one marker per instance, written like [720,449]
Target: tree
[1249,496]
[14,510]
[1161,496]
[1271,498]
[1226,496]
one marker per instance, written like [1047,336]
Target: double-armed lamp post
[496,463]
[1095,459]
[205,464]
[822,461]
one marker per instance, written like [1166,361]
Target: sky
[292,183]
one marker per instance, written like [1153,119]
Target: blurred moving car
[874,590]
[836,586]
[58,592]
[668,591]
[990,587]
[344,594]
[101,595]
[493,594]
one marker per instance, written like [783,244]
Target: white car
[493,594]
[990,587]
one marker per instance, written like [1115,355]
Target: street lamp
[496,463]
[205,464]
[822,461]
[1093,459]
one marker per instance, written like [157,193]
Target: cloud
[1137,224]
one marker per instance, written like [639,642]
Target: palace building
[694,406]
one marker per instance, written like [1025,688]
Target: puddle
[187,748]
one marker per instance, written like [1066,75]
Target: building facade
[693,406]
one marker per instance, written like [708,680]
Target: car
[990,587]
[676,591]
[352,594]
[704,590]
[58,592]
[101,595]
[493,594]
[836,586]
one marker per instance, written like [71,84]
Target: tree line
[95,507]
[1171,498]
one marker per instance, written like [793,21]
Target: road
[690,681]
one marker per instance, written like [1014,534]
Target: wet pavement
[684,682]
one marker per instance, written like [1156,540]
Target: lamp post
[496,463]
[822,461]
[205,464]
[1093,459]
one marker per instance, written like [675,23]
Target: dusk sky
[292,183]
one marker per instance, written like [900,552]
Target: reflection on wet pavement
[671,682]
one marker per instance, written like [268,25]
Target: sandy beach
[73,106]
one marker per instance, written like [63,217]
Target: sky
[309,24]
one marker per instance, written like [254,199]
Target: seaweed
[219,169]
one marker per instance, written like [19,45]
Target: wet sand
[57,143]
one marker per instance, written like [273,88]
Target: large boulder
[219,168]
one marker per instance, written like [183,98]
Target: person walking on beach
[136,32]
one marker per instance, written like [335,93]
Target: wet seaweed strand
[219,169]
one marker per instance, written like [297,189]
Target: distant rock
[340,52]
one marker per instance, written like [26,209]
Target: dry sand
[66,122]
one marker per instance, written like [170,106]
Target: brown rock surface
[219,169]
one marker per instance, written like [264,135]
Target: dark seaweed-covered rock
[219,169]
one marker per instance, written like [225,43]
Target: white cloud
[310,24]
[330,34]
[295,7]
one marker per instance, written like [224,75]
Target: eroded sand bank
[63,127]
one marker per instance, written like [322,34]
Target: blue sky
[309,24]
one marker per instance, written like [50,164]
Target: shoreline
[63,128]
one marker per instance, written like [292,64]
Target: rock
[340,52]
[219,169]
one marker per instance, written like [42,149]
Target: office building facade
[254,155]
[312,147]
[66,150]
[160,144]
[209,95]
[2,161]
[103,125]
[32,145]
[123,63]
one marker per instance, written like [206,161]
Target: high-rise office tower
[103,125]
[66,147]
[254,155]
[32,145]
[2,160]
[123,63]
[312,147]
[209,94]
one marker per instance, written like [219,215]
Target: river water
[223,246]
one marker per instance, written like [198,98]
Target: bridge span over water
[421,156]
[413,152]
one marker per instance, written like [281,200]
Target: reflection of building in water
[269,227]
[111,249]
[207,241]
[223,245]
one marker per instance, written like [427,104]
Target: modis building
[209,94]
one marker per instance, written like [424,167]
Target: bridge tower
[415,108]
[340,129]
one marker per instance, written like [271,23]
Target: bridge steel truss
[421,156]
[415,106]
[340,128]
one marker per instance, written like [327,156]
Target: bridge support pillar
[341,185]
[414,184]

REQUIRED WORK:
Return each line of the records above exactly as it reads.

THE RESULT:
one marker per instance, written like [720,449]
Target: tree
[1249,496]
[14,510]
[1161,496]
[1271,498]
[1226,496]
one marker per instance, written like [1047,336]
Target: double-armed lamp post
[496,463]
[1095,459]
[205,464]
[822,461]
one marker per instance, written like [1166,361]
Target: sky
[292,183]
one marker per instance, written like [1153,119]
Target: blurred moving car
[874,590]
[836,586]
[58,592]
[668,591]
[990,587]
[344,594]
[101,595]
[493,594]
one marker per instance, written like [783,244]
Target: white car
[493,594]
[990,587]
one marker per instance, written like [1115,355]
Target: street lamp
[496,463]
[205,464]
[822,461]
[1093,459]
one marker per instance, written like [157,193]
Target: cloud
[1137,224]
one marker per instance, written like [639,642]
Target: palace building
[694,406]
one marker per instance, written like [1025,688]
Target: puddle
[187,748]
one marker per instance, written like [1066,75]
Target: building facade
[693,406]
one marker per instance, written like [708,680]
Target: car
[990,587]
[676,591]
[352,594]
[704,590]
[58,592]
[101,595]
[493,594]
[836,586]
one marker per instance, written like [71,84]
Target: tree line
[95,507]
[1171,498]
one marker per instance, written like [793,21]
Target: road
[690,681]
one marker per instance, written like [1014,534]
Target: wet pavement
[684,682]
one marker per instance, written like [1156,540]
Target: lamp post
[496,463]
[822,461]
[205,464]
[1093,459]
one marker per instance, written like [675,23]
Target: dusk sky
[292,183]
one marker per instance, written like [900,552]
Target: reflection on wet pavement
[671,682]
one marker per instance, written like [268,25]
Target: sandy beach
[73,106]
one marker per instance, written like [63,217]
Target: sky
[309,24]
one marker per instance, written like [254,199]
Target: seaweed
[219,169]
one marker per instance, written like [19,45]
Target: wet sand
[57,143]
one marker per instance, written like [273,88]
Target: large boulder
[219,168]
one marker per instance, written like [183,98]
Target: person walking on beach
[136,32]
one marker per instance, written like [335,93]
Target: wet seaweed strand
[219,169]
one marker per instance, written like [297,189]
Target: distant rock
[340,52]
one marker per instance, written like [26,209]
Target: dry sand
[66,122]
one marker per instance, written like [170,106]
Target: brown rock surface
[219,169]
one marker per instance, written like [264,135]
Target: dark seaweed-covered rock
[219,169]
one marker per instance, written like [225,43]
Target: white cloud
[310,24]
[330,34]
[295,7]
one marker per instance, written like [224,75]
Target: eroded sand bank
[63,127]
one marker per instance, written like [322,34]
Target: blue sky
[309,24]
one marker per instance, written like [50,164]
Target: shoreline
[63,128]
one marker per instance, written like [292,64]
Target: rock
[340,52]
[219,169]
one marker per instance, written like [42,149]
Target: office building facade
[254,155]
[312,147]
[66,150]
[160,144]
[209,95]
[2,161]
[103,125]
[32,145]
[123,63]
one marker per instance, written like [206,161]
Target: high-rise office tower
[103,125]
[66,147]
[254,155]
[32,145]
[2,160]
[123,63]
[312,147]
[209,94]
one marker per instance, written like [219,215]
Target: river water
[223,246]
one marker per instance, written like [198,98]
Target: bridge span over water
[421,156]
[413,152]
one marker per instance, written like [281,200]
Target: reflection of building in water
[269,227]
[111,249]
[207,241]
[223,245]
one marker per instance, written like [427,104]
Target: modis building
[209,94]
one marker per instance, written like [424,167]
Target: bridge tower
[415,108]
[340,129]
one marker per instance, written like [271,23]
Target: bridge steel truss
[421,156]
[415,106]
[340,128]
one marker per instance, written like [327,156]
Target: bridge support pillar
[341,185]
[414,184]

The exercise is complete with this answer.